_EXERCISE BRIEF_: Reproduce verbatim every line of the entries below, from the line containing "Question. Locate the stone" down to the line containing "x=317 y=160", with both of those lines included.

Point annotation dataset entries
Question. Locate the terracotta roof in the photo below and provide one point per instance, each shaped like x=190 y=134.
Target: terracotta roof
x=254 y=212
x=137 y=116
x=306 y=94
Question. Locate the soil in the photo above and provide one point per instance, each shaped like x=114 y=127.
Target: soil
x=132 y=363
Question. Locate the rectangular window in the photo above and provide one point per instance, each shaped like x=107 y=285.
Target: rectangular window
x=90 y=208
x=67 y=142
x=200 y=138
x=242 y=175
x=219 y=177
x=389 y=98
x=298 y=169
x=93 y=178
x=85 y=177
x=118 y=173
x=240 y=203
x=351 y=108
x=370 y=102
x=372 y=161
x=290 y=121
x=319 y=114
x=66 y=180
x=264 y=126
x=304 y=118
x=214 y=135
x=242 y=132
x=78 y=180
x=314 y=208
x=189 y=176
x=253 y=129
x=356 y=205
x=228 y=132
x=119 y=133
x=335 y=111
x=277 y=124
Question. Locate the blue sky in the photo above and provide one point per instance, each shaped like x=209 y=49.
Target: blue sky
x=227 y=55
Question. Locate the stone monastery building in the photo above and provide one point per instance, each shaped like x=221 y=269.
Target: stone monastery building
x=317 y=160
* * *
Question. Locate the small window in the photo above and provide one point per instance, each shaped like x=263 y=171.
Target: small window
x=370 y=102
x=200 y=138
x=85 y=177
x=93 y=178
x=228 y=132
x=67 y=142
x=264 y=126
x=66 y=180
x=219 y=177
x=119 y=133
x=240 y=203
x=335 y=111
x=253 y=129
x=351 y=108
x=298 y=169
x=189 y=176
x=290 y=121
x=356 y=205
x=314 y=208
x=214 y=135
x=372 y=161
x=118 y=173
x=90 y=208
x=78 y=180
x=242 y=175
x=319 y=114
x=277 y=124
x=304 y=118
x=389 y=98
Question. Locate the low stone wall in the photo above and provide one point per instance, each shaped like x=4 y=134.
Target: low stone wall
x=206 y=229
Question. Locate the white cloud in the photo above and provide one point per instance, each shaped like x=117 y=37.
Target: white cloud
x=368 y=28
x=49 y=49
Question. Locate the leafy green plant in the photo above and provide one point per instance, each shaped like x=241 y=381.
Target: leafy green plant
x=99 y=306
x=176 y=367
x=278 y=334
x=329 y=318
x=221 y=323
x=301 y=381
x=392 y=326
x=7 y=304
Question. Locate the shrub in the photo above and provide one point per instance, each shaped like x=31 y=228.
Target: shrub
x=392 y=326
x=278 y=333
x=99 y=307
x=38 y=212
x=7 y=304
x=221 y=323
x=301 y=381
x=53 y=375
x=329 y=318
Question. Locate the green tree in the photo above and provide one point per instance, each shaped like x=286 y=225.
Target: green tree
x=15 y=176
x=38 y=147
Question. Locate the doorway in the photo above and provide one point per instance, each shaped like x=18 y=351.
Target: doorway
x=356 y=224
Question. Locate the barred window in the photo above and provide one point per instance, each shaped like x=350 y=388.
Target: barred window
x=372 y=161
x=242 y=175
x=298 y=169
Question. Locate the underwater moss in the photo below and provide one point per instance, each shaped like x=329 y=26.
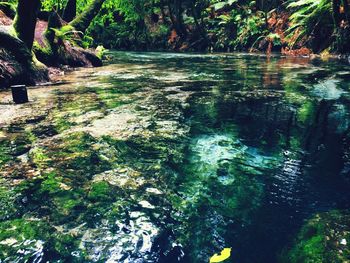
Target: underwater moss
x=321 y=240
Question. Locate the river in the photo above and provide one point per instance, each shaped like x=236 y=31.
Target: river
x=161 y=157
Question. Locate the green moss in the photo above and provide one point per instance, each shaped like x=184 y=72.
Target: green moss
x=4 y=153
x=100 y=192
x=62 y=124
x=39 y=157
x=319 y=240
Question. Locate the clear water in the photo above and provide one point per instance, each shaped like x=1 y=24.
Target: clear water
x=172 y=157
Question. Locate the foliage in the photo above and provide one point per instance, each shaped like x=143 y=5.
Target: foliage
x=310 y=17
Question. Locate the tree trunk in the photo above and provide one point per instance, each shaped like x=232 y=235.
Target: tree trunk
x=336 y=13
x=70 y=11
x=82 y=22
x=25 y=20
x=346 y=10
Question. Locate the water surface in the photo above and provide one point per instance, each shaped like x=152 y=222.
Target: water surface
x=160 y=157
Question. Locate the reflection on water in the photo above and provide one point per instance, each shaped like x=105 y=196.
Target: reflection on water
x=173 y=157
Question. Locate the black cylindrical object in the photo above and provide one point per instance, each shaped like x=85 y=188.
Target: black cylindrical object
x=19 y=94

_WRITTEN SOLUTION_:
Question. Locate the stone monastery building in the photo above and provide one point per instance, each shaped like x=221 y=269.
Target: stone monastery building
x=317 y=160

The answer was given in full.